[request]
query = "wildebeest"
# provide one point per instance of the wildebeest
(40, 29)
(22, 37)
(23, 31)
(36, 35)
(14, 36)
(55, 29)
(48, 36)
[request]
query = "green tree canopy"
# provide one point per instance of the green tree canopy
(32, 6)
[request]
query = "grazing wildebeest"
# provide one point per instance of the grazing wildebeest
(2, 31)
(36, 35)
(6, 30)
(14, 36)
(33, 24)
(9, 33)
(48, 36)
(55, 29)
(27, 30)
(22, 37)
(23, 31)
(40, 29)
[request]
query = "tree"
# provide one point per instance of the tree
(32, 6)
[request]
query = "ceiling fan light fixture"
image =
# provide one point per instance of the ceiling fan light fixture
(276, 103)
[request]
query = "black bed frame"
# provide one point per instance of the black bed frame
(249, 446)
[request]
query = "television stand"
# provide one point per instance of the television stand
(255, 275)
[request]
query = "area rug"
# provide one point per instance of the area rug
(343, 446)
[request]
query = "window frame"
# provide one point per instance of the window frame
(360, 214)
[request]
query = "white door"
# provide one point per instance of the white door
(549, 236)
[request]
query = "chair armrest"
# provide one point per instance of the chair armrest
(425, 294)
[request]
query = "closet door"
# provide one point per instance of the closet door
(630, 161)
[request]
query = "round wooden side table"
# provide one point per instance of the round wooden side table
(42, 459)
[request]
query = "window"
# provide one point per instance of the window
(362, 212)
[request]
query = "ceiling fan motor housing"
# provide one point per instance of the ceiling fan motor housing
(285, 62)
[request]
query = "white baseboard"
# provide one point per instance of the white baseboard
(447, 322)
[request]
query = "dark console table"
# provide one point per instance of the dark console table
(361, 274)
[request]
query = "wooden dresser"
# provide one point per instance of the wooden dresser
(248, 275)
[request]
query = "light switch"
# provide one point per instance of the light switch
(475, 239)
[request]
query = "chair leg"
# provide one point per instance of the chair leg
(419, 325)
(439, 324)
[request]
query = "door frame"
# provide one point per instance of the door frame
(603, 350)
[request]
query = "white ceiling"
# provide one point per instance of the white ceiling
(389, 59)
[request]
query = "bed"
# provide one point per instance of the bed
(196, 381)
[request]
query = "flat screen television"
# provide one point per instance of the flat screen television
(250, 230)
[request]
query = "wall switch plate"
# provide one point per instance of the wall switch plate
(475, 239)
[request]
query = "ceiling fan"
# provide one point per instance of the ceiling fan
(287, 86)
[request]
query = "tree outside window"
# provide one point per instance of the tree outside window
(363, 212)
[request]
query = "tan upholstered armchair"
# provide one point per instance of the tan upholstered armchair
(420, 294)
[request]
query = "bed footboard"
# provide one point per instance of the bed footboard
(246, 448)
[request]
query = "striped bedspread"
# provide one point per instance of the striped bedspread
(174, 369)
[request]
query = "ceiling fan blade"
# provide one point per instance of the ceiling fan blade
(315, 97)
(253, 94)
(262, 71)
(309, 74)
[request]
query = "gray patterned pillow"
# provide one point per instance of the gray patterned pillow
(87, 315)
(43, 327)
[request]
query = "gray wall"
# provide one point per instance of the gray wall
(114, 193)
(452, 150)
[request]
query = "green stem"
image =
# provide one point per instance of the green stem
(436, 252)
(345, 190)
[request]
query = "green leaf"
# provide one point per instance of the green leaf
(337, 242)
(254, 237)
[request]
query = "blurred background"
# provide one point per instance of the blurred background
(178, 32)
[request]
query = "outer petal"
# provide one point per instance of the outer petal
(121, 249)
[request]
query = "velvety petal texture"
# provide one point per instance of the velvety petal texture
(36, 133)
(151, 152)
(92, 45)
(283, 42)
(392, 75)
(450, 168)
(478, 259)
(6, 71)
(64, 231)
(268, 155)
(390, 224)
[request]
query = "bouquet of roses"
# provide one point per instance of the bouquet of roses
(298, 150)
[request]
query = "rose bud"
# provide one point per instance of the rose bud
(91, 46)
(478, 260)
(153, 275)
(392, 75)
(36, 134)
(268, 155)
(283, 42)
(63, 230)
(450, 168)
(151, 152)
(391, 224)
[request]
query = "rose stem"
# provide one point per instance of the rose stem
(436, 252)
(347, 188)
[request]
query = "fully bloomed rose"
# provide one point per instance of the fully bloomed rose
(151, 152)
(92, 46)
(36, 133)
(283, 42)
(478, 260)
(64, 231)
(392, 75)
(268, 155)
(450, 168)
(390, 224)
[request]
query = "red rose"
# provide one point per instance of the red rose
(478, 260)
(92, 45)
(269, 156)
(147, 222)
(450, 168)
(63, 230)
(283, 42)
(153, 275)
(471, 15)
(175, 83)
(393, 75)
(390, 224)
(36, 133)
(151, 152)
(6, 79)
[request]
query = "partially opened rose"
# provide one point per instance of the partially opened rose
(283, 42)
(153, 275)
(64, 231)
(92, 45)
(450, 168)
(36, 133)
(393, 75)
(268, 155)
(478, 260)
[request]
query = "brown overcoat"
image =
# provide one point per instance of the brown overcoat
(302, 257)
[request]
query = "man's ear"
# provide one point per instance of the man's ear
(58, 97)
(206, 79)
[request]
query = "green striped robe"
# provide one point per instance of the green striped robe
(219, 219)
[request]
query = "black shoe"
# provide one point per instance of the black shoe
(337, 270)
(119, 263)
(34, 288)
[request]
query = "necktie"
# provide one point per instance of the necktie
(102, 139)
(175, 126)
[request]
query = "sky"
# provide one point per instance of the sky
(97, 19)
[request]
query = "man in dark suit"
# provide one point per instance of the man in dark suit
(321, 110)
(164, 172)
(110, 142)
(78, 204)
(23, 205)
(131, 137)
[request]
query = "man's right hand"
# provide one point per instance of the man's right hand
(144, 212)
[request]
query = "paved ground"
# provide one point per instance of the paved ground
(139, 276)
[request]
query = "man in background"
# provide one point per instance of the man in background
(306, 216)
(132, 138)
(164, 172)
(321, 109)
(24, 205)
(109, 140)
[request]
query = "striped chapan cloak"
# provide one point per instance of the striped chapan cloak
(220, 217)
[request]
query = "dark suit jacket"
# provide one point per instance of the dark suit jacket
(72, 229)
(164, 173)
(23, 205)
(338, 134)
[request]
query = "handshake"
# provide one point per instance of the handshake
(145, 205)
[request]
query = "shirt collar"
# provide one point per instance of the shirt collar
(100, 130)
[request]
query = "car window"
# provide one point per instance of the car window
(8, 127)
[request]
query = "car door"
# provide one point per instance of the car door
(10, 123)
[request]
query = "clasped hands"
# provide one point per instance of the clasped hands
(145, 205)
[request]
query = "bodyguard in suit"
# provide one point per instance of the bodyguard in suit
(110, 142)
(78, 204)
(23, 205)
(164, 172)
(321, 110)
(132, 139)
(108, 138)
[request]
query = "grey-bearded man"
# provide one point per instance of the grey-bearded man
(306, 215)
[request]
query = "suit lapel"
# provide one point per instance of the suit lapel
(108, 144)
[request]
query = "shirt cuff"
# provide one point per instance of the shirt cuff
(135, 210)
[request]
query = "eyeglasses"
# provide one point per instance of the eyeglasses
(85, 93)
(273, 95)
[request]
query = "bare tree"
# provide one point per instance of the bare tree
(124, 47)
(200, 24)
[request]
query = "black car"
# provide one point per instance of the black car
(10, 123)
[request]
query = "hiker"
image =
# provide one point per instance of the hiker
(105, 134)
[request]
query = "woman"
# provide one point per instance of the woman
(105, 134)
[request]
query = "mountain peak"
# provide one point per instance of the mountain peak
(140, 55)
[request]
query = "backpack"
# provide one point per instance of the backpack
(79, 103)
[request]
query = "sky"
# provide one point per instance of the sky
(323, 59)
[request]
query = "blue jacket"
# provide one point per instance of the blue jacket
....................
## What is expected
Sift the material for lines with the string "blue". Copy each one found.

## Task solution
query = "blue jacket"
# provide one point per instance of the blue jacket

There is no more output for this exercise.